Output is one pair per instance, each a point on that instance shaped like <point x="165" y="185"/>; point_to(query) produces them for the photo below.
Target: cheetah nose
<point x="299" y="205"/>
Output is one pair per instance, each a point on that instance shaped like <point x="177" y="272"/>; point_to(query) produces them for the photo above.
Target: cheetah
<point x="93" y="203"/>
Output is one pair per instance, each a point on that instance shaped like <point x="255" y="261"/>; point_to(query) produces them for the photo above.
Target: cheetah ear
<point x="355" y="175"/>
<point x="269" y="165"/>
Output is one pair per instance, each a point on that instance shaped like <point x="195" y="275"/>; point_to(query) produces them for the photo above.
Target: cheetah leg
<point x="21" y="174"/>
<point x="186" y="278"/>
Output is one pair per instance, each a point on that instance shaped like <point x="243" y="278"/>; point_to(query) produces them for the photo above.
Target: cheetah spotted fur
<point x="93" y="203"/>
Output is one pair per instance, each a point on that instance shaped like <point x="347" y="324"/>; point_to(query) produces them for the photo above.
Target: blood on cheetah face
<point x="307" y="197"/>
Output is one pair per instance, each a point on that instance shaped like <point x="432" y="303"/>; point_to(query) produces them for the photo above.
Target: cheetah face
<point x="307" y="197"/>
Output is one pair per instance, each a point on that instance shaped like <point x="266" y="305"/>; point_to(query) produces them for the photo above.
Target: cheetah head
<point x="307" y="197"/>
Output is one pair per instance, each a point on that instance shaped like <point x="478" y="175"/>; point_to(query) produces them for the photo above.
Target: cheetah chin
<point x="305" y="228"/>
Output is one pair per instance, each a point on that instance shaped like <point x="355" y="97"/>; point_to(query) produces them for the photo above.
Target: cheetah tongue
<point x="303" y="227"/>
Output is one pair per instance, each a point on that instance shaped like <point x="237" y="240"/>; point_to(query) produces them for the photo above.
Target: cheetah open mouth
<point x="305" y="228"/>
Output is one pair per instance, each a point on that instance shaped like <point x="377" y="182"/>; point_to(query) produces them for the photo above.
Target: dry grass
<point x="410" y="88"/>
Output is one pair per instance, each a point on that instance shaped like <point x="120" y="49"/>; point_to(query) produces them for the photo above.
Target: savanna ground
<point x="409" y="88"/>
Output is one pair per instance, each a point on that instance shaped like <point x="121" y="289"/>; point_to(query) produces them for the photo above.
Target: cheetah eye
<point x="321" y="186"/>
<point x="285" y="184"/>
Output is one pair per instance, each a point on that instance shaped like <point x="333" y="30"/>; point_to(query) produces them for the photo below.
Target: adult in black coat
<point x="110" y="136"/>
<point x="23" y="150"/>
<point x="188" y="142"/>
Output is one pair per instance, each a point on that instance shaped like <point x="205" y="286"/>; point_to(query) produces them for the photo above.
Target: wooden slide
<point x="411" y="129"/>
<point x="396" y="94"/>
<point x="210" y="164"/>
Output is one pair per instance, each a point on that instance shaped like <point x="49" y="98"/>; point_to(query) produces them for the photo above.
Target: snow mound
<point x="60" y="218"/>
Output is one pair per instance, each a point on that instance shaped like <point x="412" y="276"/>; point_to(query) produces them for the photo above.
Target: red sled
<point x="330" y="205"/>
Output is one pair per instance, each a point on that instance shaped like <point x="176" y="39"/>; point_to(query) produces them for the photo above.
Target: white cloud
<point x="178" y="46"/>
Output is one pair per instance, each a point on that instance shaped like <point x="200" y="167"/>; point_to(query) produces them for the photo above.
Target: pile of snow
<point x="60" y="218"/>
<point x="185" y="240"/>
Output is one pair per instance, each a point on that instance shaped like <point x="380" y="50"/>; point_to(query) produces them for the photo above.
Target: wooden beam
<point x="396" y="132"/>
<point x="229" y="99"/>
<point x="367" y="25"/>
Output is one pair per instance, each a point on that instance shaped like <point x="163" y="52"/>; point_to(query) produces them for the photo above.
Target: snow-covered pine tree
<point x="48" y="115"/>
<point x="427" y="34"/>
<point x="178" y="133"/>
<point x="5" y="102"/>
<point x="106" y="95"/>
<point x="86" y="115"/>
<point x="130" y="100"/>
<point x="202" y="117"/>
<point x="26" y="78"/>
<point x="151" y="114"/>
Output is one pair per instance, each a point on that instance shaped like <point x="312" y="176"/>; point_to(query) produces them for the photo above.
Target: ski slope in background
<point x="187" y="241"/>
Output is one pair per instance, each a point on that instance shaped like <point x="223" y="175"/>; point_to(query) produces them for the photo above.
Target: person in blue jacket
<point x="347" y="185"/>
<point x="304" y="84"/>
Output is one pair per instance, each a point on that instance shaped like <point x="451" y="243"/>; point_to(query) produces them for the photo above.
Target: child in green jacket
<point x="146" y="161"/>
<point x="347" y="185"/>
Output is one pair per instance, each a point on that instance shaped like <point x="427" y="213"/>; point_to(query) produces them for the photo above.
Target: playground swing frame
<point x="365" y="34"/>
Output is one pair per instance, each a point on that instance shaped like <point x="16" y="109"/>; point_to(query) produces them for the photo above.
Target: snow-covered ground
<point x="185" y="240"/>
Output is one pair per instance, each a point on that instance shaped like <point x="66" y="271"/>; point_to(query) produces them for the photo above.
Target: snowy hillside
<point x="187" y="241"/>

● ● ●

Write out the full listing exactly as given.

Output is one pair per instance, each a point on that instance shaped like <point x="165" y="185"/>; point_to(query) produces them for the photo below.
Target: cheetah nose
<point x="299" y="205"/>
Output is one pair per instance, each a point on that instance shaped like <point x="177" y="272"/>; point_to(query) produces them for the photo above.
Target: cheetah
<point x="93" y="203"/>
Output is one pair per instance, each a point on that instance shaped like <point x="255" y="261"/>; point_to(query) produces them for the photo above.
Target: cheetah ear
<point x="355" y="175"/>
<point x="269" y="165"/>
Output is one pair per instance, each a point on that instance shaped like <point x="195" y="275"/>; point_to(query) produces them for the photo above.
Target: cheetah leg
<point x="21" y="174"/>
<point x="186" y="278"/>
Output is one pair per instance, each a point on that instance shaped like <point x="243" y="278"/>; point_to(query) produces them for the photo above.
Target: cheetah spotted fur
<point x="93" y="203"/>
Output is one pair per instance, each a point on that instance shaped like <point x="347" y="324"/>; point_to(query) produces them for the photo above.
Target: blood on cheetah face
<point x="307" y="197"/>
Output is one pair per instance, each a point on that instance shaped like <point x="432" y="303"/>; point_to(query) produces them for the photo above.
Target: cheetah face
<point x="307" y="197"/>
Output is one pair per instance, each a point on that instance shaped like <point x="266" y="305"/>; point_to(query) produces them for the photo above.
Target: cheetah head
<point x="307" y="197"/>
Output is one pair per instance, each a point on that instance shaped like <point x="478" y="175"/>; point_to(query) produces them for the photo above.
Target: cheetah chin
<point x="305" y="228"/>
Output is one pair per instance, each a point on that instance shaped like <point x="355" y="97"/>; point_to(query) produces them for the photo above.
Target: cheetah tongue
<point x="303" y="227"/>
Output is one pair per instance, each a point on that instance shaped like <point x="237" y="240"/>; point_to(query) produces them for the photo above.
Target: cheetah open mouth
<point x="305" y="228"/>
Output is one pair per instance, each a point on that instance shaped like <point x="377" y="182"/>; point_to(query) produces them for the photo above.
Target: dry grass
<point x="410" y="88"/>
Output is one pair per instance, each a point on that instance shaped like <point x="120" y="49"/>; point_to(query) produces them for the photo above.
Target: savanna ground
<point x="409" y="88"/>
Output is one pair per instance, each a point on that instance shaped like <point x="121" y="289"/>; point_to(query) produces them for the photo above.
Target: cheetah eye
<point x="321" y="186"/>
<point x="285" y="184"/>
Output is one pair per instance, each a point on that instance shaped like <point x="333" y="30"/>; point_to(query) produces them for the photo below.
Target: adult in black coat
<point x="110" y="136"/>
<point x="23" y="150"/>
<point x="188" y="142"/>
Output is one pair per instance, each a point on that instance shaped like <point x="205" y="286"/>; point_to(query) produces them for the photo above.
Target: wooden slide
<point x="411" y="129"/>
<point x="396" y="94"/>
<point x="210" y="164"/>
Output is one pair per instance, each a point on that instance shaped like <point x="49" y="98"/>; point_to(query) produces them for the photo above.
Target: snow mound
<point x="60" y="218"/>
Output is one pair per instance, each a point on that instance shaped like <point x="412" y="276"/>; point_to(query) produces them for the photo above.
Target: red sled
<point x="330" y="205"/>
Output is one pair per instance, each a point on that instance shaped like <point x="176" y="39"/>; point_to(query) produces them for the photo above.
Target: white cloud
<point x="178" y="46"/>
Output is one pair per instance, each a point on that instance shaped like <point x="200" y="167"/>; point_to(query) produces them for the photo above.
Target: pile of snow
<point x="60" y="218"/>
<point x="185" y="240"/>
Output is one pair per instance, each a point on that instance shaped like <point x="380" y="50"/>; point_to(query) produces them for the photo above.
Target: wooden beam
<point x="396" y="132"/>
<point x="229" y="99"/>
<point x="367" y="25"/>
Output is one pair per instance, each a point on that instance shaped like <point x="163" y="52"/>; point_to(query) produces them for the photo above.
Target: snow-covered pine tree
<point x="48" y="115"/>
<point x="427" y="34"/>
<point x="178" y="133"/>
<point x="5" y="102"/>
<point x="106" y="95"/>
<point x="86" y="115"/>
<point x="130" y="100"/>
<point x="202" y="117"/>
<point x="26" y="78"/>
<point x="151" y="114"/>
Output is one pair per instance, each a point on that instance shaped like <point x="312" y="176"/>; point_to(query) produces them for the photo above.
Target: ski slope in background
<point x="187" y="241"/>
Output is one pair per instance, each a point on that instance shaped like <point x="223" y="175"/>; point_to(query) produces them for the photo above.
Target: person in blue jacket
<point x="347" y="185"/>
<point x="304" y="84"/>
Output is one pair per instance, each a point on that instance shaped like <point x="451" y="243"/>; point_to(query) produces them for the photo above.
Target: child in green jacket
<point x="146" y="161"/>
<point x="347" y="185"/>
Output is one pair per instance, each a point on that instance shaped like <point x="427" y="213"/>; point_to(query) produces them for the photo above.
Target: playground swing frame
<point x="365" y="34"/>
Output is one pair per instance, each a point on that instance shaped like <point x="16" y="109"/>; point_to(query) produces them for the photo above.
Target: snow-covered ground
<point x="185" y="240"/>
Output is one pair per instance, each a point on that instance shaped like <point x="66" y="271"/>; point_to(query) produces them for the photo above.
Target: snowy hillside
<point x="187" y="241"/>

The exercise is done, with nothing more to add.